§ **SOURCE EXTRACT**
+ + +

Reasoning and Proof

Mathematical progress has always been driven by formal methods of proof. While science often relies on experimental evidence, mathematics is built upon the certainty of logical deduction from clearly stated assumptions. A mathematical proof is a rigorous argument that establishes the truth of a statement from agreed axioms and previously proven results. It begins with assumptions called hypotheses, proceeds through a sequence of justified logical steps, and arrives at a conclusion. This chapter introduces the fundamental language of mathematical logic and explores the primary methods of proof required in this course.

A proposition is a declarative statement that has a definite truth value: it is either true or false (but not both). We typically denote propositions by letters such as \(p,q,r\).

Unless stated otherwise, any proposition or theorem presented in a mathematical text is asserted to be true. The goal of a proof is to demonstrate this truth.

• \(p\): "The number 9 is a prime number." (False)
• \(q\): "3 is a divisor of 12." (True)

The negation of a proposition \(p\), denoted \(\neg p\), is the proposition "not \(p\)". The truth value of \(\neg p\) is the opposite of the truth value of \(p\).

\(p\): "The integer \(4\) is an even number." (True)
\(\neg p\): "The integer \(4\) is not an even number." (False)

The conjunction of \(p\) and \(q\), denoted \(\boldsymbol{p \wedge q}\), is the proposition "\(p\) and \(q\)". It is true only when both \(p\) and \(q\) are true.

Let \(p\): "\(n\) is a multiple of \(2\)" and \(q\): "\(n\) is a multiple of \(3\)".
The conjunction \(p \wedge q\) is "\(n\) is a multiple of \(2\) and \(n\) is a multiple of \(3\)",which means that \(n\) is a multiple of both \(2\) and \(3\) (for example, \(n = 6, 12, 18, \dots\)).

The disjunction of \(p\) and \(q\), denoted \(\boldsymbol{p \vee q}\), is the proposition "\(p\) or \(q\)". It is true if at least one of \(p\) or \(q\) is true. This is an inclusive or.

+ + +

§ **DATASET**

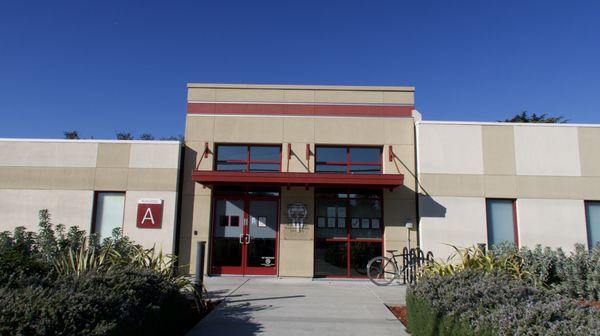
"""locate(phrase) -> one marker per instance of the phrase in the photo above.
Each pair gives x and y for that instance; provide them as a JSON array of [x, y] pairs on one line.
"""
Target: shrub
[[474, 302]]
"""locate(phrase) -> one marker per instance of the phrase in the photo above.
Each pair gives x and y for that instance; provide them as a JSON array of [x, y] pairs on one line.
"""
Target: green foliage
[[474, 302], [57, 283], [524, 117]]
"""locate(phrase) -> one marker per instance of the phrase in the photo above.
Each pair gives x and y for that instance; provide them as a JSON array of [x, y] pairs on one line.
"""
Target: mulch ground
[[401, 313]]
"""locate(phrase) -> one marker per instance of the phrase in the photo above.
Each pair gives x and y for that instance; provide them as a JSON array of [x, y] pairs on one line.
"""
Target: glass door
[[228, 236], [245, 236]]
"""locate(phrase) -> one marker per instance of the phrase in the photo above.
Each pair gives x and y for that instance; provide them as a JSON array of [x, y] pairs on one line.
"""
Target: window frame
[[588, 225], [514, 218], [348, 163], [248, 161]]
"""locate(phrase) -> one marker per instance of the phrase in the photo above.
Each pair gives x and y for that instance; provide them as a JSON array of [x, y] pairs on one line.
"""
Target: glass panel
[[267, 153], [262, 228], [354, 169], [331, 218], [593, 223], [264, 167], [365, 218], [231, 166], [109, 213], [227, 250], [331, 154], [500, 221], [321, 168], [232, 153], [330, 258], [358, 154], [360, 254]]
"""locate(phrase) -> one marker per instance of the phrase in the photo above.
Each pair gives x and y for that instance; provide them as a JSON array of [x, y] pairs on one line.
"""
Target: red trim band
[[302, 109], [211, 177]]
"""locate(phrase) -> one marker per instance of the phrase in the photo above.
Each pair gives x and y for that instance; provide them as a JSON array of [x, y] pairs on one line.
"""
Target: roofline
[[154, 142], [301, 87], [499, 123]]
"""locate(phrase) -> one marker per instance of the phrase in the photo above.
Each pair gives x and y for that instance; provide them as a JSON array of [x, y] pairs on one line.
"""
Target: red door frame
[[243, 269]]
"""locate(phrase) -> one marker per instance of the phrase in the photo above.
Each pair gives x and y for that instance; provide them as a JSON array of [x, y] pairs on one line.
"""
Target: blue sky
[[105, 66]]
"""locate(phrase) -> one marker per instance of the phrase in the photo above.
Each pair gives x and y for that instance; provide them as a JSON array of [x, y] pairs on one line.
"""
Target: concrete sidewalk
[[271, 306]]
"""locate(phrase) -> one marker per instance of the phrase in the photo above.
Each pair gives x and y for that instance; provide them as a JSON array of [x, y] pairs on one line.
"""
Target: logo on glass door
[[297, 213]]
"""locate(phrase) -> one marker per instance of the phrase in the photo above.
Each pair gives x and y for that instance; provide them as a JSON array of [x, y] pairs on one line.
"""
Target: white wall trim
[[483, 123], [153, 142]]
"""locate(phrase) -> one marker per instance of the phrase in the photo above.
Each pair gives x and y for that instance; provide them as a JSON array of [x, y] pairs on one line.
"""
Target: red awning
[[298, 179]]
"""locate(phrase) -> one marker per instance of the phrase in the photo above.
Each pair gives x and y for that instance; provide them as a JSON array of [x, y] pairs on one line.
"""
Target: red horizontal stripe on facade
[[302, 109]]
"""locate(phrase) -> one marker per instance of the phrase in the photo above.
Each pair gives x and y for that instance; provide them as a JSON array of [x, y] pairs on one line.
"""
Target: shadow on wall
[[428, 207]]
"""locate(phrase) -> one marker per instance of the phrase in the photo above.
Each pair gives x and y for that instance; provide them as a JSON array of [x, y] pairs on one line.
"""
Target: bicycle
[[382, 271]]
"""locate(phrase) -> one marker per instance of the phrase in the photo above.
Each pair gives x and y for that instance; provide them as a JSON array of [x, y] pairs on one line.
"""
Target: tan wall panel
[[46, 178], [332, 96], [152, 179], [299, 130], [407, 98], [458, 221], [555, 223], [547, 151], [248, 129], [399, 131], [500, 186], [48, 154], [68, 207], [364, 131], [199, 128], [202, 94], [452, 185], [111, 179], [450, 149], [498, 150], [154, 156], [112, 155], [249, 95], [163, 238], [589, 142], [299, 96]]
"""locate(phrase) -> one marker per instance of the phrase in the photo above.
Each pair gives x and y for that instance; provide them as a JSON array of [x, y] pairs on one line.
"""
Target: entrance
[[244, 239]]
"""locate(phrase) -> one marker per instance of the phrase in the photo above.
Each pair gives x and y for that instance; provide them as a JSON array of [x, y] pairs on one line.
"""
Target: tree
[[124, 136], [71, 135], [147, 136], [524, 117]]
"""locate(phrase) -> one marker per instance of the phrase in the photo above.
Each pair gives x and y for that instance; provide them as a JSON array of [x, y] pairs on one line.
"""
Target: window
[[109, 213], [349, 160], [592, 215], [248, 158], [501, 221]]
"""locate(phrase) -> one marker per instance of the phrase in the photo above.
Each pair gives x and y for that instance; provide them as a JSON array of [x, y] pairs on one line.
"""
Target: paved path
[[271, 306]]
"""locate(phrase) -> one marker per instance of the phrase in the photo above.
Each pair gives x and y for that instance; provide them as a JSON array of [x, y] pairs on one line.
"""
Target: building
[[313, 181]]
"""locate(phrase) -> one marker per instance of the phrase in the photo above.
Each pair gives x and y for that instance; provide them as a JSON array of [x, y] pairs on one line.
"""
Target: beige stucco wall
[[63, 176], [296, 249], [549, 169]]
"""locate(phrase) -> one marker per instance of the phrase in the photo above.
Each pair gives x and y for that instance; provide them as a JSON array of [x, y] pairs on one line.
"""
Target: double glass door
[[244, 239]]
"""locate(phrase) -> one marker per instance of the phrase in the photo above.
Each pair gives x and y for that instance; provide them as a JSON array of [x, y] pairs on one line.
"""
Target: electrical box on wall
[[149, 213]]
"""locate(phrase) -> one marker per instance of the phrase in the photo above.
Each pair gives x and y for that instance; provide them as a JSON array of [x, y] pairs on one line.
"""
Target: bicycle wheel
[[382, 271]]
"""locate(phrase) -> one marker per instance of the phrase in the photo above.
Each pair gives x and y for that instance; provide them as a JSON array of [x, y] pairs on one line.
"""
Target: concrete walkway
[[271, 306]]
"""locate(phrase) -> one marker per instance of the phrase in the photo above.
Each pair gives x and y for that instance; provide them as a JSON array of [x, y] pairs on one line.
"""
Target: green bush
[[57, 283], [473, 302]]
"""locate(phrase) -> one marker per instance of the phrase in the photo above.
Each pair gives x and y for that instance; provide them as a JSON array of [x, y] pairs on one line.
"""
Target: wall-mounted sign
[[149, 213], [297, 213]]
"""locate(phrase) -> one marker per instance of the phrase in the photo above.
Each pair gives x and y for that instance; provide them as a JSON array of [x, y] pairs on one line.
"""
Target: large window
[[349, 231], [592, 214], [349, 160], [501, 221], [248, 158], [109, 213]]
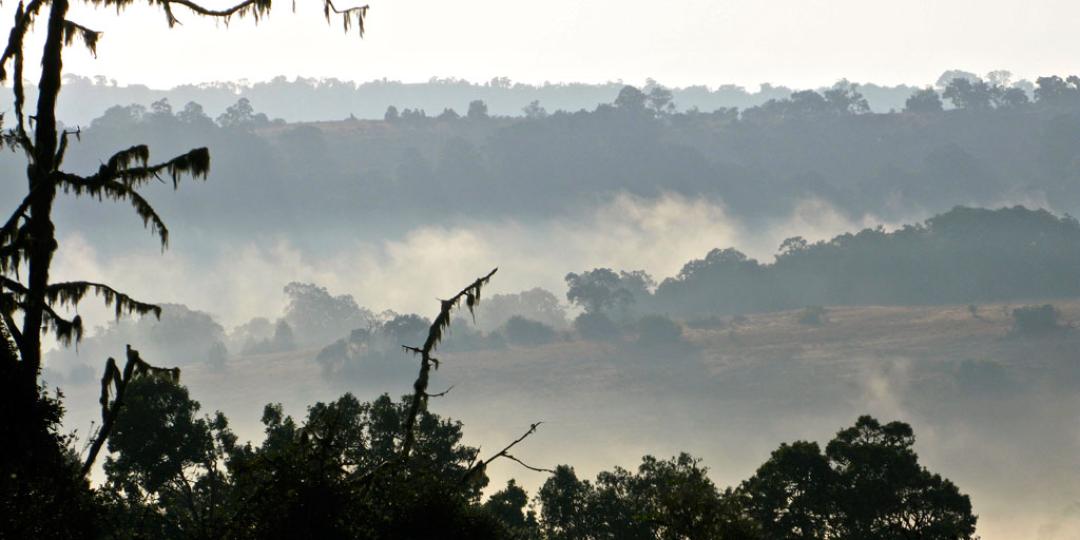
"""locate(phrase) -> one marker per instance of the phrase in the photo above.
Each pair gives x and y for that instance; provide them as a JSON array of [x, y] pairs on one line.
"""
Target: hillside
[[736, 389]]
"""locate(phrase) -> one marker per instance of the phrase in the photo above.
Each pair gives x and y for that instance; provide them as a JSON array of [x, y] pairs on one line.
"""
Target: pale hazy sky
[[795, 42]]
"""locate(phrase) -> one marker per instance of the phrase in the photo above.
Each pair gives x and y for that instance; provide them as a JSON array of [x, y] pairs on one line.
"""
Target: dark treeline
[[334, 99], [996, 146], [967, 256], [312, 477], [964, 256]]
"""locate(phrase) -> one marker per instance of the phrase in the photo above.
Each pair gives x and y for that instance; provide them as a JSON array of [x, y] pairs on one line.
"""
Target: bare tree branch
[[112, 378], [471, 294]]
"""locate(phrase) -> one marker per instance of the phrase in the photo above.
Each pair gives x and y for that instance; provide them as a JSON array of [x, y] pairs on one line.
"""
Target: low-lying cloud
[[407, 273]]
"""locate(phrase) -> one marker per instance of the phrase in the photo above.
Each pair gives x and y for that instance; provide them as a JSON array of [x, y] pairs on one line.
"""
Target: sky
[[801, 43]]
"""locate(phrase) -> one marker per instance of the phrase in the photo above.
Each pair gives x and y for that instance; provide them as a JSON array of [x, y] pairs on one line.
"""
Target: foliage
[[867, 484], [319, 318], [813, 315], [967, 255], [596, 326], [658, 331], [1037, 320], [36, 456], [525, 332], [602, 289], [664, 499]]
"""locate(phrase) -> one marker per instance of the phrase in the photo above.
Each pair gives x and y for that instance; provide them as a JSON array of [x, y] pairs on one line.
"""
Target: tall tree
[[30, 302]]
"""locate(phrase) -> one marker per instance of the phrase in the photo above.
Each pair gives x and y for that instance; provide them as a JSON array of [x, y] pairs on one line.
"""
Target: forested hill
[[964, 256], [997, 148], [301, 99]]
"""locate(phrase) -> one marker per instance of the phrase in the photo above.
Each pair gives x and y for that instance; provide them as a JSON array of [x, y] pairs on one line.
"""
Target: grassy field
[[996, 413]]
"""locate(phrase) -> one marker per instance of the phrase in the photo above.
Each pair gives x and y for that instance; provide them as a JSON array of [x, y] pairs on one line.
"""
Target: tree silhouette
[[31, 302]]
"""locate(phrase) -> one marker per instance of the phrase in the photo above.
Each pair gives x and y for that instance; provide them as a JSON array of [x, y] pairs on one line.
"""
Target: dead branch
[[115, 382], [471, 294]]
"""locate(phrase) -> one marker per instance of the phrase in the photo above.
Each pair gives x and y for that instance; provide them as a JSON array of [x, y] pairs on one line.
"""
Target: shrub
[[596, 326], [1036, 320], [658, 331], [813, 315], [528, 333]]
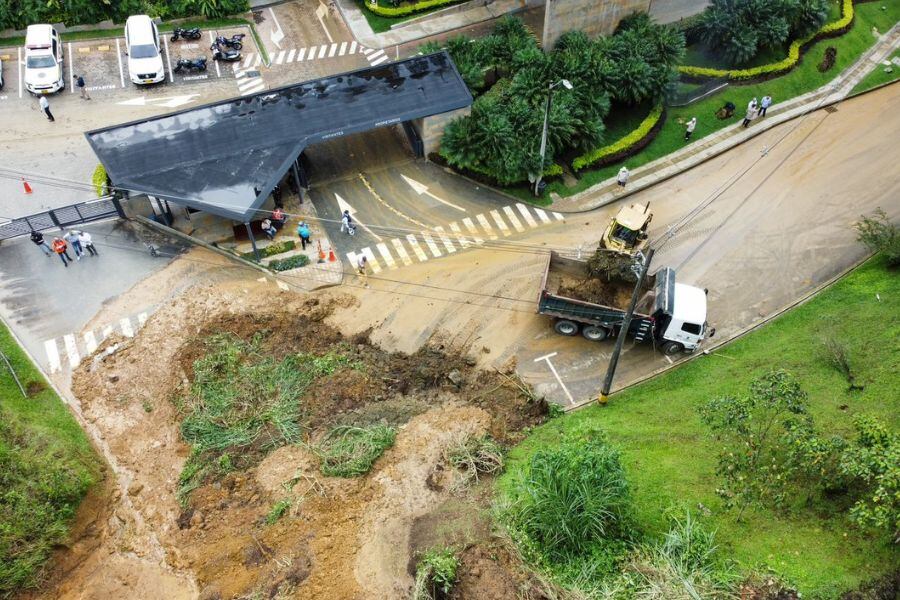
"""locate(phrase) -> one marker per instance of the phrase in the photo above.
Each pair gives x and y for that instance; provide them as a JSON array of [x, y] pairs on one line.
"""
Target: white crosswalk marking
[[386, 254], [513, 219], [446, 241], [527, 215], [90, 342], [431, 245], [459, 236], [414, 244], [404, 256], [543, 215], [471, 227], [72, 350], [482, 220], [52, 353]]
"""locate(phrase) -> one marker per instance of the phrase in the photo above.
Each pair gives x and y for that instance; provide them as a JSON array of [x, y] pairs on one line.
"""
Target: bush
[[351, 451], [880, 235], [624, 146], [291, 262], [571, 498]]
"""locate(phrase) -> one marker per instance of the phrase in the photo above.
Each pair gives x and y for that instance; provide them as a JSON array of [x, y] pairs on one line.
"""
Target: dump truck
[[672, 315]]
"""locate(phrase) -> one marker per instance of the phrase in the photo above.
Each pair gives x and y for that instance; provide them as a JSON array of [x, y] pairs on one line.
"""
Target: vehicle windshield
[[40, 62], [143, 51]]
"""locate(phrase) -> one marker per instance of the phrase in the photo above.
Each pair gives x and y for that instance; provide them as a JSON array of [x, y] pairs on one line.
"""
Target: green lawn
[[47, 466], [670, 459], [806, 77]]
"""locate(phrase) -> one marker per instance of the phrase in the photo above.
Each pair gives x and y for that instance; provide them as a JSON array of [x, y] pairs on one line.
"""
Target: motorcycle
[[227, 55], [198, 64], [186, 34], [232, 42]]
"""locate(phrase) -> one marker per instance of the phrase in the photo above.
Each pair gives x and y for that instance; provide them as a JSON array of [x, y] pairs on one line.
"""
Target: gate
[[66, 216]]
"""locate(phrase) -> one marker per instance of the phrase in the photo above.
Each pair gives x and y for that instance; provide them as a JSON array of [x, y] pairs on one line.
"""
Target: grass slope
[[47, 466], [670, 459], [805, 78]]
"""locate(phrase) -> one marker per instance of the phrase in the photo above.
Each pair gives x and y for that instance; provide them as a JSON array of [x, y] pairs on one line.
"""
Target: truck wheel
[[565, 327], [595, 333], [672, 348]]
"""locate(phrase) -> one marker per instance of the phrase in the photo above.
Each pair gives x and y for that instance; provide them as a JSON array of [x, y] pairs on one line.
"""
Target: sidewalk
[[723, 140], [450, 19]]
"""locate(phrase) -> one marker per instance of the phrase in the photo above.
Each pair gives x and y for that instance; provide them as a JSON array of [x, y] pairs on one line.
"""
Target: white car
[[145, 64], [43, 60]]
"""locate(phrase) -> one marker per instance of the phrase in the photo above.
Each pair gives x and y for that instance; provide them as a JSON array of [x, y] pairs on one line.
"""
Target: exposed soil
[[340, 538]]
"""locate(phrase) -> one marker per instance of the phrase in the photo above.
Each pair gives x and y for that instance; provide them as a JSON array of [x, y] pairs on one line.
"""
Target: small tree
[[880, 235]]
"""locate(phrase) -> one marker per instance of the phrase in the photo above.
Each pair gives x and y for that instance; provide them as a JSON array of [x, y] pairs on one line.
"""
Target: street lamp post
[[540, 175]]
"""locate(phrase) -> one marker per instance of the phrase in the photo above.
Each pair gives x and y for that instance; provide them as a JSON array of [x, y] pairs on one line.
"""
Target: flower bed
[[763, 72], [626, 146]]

+ + +

§ **PROBLEM SET**
**a.** Print the reasoning and proof passage from "Unless stated otherwise, any" up to and including "value of \(p\).", copied word for word.
**b.** Return every line of the rows that contains the word "wheel".

§ **LIST OF SOLUTIONS**
**a.**
Unless stated otherwise, any proposition or theorem presented in a mathematical text is asserted to be true. The goal of a proof is to demonstrate this truth.

• \(p\): "The number 9 is a prime number." (False)
• \(q\): "3 is a divisor of 12." (True)

The negation of a proposition \(p\), denoted \(\neg p\), is the proposition "not \(p\)". The truth value of \(\neg p\) is the opposite of the truth value of \(p\).

**b.**
Target: bicycle wheel
Target: truck wheel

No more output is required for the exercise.